═══ Material provided ═══

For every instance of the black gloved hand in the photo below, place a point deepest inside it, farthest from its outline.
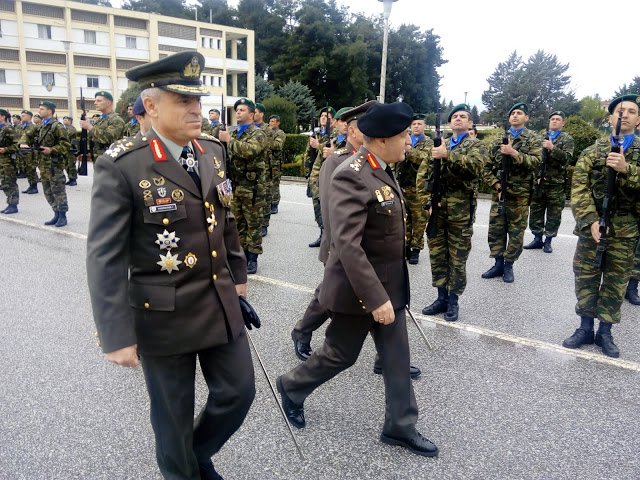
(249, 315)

═══
═══ Material provided ═══

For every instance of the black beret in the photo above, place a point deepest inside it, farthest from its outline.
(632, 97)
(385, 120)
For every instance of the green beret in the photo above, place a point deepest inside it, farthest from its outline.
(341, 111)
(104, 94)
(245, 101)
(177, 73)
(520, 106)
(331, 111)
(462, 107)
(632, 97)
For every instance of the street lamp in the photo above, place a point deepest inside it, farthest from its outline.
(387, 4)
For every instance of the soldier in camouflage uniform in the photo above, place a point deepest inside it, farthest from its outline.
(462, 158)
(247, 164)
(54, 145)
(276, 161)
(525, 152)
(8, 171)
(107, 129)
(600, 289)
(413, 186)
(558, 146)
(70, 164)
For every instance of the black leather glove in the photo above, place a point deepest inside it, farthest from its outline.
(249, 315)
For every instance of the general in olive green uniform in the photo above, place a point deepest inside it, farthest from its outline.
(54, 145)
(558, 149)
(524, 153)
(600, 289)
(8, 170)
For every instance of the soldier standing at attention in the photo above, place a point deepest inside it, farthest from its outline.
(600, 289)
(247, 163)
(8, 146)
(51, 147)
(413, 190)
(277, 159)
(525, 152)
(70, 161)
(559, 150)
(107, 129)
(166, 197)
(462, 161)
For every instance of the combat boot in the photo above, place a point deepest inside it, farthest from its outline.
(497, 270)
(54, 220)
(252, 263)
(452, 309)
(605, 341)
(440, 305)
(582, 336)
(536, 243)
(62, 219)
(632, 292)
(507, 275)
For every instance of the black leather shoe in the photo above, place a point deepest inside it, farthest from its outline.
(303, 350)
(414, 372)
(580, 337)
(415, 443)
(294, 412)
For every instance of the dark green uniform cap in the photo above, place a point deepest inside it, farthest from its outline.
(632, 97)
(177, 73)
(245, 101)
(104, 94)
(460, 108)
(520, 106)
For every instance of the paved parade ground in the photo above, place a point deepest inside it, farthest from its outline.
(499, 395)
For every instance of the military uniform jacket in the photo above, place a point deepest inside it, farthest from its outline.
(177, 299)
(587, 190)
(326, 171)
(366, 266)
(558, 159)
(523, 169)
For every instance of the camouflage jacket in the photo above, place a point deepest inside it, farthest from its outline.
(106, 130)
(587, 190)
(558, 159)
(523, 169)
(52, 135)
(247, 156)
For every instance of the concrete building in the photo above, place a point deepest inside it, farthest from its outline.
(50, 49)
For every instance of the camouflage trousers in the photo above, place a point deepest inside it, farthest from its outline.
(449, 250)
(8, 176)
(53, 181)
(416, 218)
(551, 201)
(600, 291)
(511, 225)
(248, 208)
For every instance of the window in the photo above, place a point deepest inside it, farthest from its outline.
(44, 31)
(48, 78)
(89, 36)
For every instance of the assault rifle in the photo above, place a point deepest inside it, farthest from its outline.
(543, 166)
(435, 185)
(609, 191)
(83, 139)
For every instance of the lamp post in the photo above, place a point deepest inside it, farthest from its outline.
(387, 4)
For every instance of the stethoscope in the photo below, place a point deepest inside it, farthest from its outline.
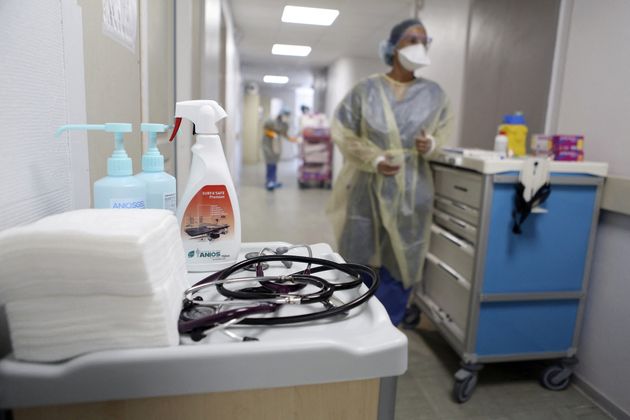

═══

Task details: Produce only the lines from the line containing "For every instance of the dark" through the line containing "For every instance of the stethoscope", inclusive of both, exactly as they stand in the entries above.

Answer space:
For every instance of the dark green uniform cap in the photo above, place a point deepest inside it, farthest from its outline.
(632, 97)
(177, 73)
(245, 101)
(104, 94)
(460, 108)
(520, 106)
For every instance of the paved parade ground in the photo above, place a point deepest inside it, farthest from its outline.
(499, 395)
For every instance of the military uniform jacket in the photo above, place a point deepest inside it, farthest from its outline.
(177, 299)
(587, 190)
(326, 171)
(366, 266)
(558, 159)
(523, 169)
For every instance of the camouflage jacket in the photo above, place a point deepest inside it, farthest from its outline.
(106, 130)
(587, 190)
(558, 159)
(523, 169)
(52, 135)
(247, 156)
For every instance of the concrete building in the photo above, place a point deepest inside it, farthest from its outline.
(50, 49)
For every instance of the camouflage trousers in the photo above, place a point deepest inside it, farthest from its outline.
(449, 250)
(8, 176)
(53, 181)
(416, 218)
(551, 201)
(600, 291)
(511, 225)
(248, 208)
For every instance of the window in the photo above, place a point deepest inside it, farthest from its outline.
(44, 31)
(48, 78)
(89, 36)
For every instance of the assault rifle in the photo above, place a point deepest inside it, farthest from its outline.
(543, 166)
(435, 185)
(609, 191)
(83, 139)
For every instance of the lamp post in the photo above, place a point deepest inside it, farthest from its outline.
(387, 4)
For every instance of the stethoscope in the photo below, place a point deepest inside it, farthest from its outline.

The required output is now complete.